WORK TO DO >> All entries below are to be set down again, identical to the source.

Excerpts of labeled region data >>
** START **
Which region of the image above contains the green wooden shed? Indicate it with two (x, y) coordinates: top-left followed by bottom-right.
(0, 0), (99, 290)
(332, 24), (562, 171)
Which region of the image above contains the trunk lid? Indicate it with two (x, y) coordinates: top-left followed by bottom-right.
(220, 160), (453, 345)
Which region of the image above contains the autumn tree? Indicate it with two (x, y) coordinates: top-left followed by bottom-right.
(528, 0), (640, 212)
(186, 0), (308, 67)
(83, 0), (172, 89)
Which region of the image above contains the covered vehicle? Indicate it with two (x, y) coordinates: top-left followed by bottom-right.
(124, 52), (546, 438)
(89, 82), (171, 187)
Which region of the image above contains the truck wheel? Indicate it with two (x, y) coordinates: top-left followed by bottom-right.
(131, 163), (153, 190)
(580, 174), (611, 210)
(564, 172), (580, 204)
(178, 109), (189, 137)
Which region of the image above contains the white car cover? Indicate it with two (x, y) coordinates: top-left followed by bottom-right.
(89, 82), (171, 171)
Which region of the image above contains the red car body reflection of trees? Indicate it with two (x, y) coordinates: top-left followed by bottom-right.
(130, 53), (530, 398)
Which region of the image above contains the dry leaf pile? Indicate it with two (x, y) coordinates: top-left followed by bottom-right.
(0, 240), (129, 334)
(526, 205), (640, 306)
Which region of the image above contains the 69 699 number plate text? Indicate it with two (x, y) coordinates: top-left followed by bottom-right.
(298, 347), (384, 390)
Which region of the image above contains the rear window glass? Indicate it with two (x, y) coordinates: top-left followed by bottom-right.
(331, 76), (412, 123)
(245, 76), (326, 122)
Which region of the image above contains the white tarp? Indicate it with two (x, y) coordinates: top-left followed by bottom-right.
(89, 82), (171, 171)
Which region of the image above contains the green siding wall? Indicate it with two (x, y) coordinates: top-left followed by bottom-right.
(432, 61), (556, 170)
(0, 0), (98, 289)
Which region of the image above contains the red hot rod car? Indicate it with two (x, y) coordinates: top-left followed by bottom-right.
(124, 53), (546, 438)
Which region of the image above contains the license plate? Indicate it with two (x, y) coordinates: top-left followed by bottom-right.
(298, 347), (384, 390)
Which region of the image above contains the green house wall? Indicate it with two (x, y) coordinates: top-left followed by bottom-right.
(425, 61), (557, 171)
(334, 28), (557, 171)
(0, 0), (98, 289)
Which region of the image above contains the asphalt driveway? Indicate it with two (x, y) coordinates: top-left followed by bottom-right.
** END **
SOLUTION TO THIS TASK >>
Which region of the image above contains the green wooden shed? Indicate it with two (x, y) coordinates: top-left followed by bottom-right.
(0, 0), (99, 290)
(332, 24), (562, 171)
Which region of the image above contains the trunk lid? Indicate it with two (x, y) coordinates: top-left followed by bottom-right.
(220, 160), (453, 345)
Which region of the image above contains the autumn tree? Indicate it with two (x, y) coordinates: top-left followed by bottom-right.
(528, 0), (640, 212)
(186, 0), (308, 67)
(83, 0), (172, 89)
Which region of the image above contains the covered vehicle? Indicate it with two (x, y) coordinates: top-left followed by bottom-right.
(124, 52), (546, 438)
(89, 82), (171, 187)
Which region of the image above contains the truck wheel? Indicate it with two (x, y) coordinates: top-left followed by bottom-right.
(131, 163), (153, 190)
(580, 174), (611, 210)
(564, 172), (580, 204)
(178, 109), (189, 137)
Which region of the image above contains the white car cover? Indicate it with two (x, y) coordinates: top-left followed by bottom-right.
(89, 82), (171, 171)
Which region of the image above contains the red car body reflection of trees? Indicate it with two (x, y) coordinates: top-left followed by bottom-right.
(130, 53), (530, 398)
Which region of the image above contains the dry leaf pile? Indicate it with two (x, y) coordinates: top-left followed by bottom-right.
(0, 240), (129, 334)
(526, 205), (640, 306)
Which region of the image above contains the 69 699 number plate text? Indicate it with two (x, y) coordinates: top-left followed by bottom-right.
(298, 347), (384, 390)
Which region of the image above contains the rear window glass? Indicate it with two (x, y) coordinates: top-left followed by bottom-right.
(331, 76), (412, 123)
(245, 76), (326, 122)
Which region of the image above contains the white tarp? Indicate it with two (x, y) coordinates: top-left followed by bottom-right.
(89, 82), (171, 171)
Which region of the image above contains the green siding wall? Indicate it with two (x, y) coordinates: top-left followed by bottom-right.
(432, 61), (556, 170)
(0, 0), (98, 289)
Which region of the image above contains the red hot rod car? Indicate it with two (x, y) coordinates: top-left followed by bottom-right.
(124, 53), (546, 438)
Which region of the image above contains the license plate? Indicate it with two (x, y) coordinates: top-left followed by bottom-right.
(298, 347), (384, 390)
Which region of the image above contains the green house wall? Indicate it with two (x, y) coordinates: top-left followed by bottom-right.
(425, 61), (557, 171)
(334, 28), (557, 171)
(0, 0), (98, 289)
Which region of the image above contains the asphalt driveway? Indicate it with two (x, y) coordinates: top-left followed by bottom-right.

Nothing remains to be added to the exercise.